Some records:

● ● ●

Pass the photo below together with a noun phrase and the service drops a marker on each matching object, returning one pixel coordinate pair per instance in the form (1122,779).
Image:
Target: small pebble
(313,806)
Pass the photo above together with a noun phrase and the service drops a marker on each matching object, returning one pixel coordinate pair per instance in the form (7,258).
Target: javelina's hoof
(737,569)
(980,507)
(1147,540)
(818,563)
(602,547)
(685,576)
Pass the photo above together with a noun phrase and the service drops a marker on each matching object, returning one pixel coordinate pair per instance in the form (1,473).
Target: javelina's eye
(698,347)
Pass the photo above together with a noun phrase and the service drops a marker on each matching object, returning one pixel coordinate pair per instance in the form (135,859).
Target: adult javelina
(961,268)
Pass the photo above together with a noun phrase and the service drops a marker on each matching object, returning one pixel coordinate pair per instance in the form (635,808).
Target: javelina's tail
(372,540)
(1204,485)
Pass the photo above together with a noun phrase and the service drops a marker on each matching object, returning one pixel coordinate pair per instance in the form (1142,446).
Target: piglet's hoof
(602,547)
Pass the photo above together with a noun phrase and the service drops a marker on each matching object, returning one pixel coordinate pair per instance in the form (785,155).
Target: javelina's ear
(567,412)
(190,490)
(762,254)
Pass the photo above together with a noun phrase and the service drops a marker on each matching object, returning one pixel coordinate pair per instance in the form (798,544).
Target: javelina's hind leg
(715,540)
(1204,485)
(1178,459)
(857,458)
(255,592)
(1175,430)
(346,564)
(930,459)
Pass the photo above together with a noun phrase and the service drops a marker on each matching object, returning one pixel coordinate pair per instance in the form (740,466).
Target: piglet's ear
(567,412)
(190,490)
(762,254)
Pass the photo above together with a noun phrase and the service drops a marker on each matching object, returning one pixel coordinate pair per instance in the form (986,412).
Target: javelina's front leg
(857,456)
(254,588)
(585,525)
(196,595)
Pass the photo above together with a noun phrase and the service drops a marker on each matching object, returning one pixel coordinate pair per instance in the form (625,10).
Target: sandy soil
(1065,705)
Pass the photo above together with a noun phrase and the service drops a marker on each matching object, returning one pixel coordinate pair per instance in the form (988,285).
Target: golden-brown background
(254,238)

● ● ●

*EXERCISE*. Only the lines from the one that contains "the form (740,466)." to the end of the entries above should be given again, exactly and in full.

*WRITTEN RESPONSE*.
Pass the photo above together with a noun phrase and the service drops a marker on each matching object, returning one pixel coordinate pair per instance in the form (740,466).
Target: piglet's ear
(567,412)
(190,490)
(762,254)
Pass the photo above together with a noun phrase and the service drops a marker on each matching object, returning one pixel coordinate pair per instance in the form (986,412).
Target: javelina's front leg
(857,456)
(254,588)
(585,525)
(196,595)
Pass the photo above together with a noun phrase and the service drops a marker on each matching object, returning one pixel coordinate pair per instance in the form (625,10).
Target: sandy soil
(1065,705)
Pass the photo above together with a noun phrase and the service drops a marker on each matching object, returning one pixel coordinate pair per instance in the form (988,285).
Target: golden-brown background
(254,238)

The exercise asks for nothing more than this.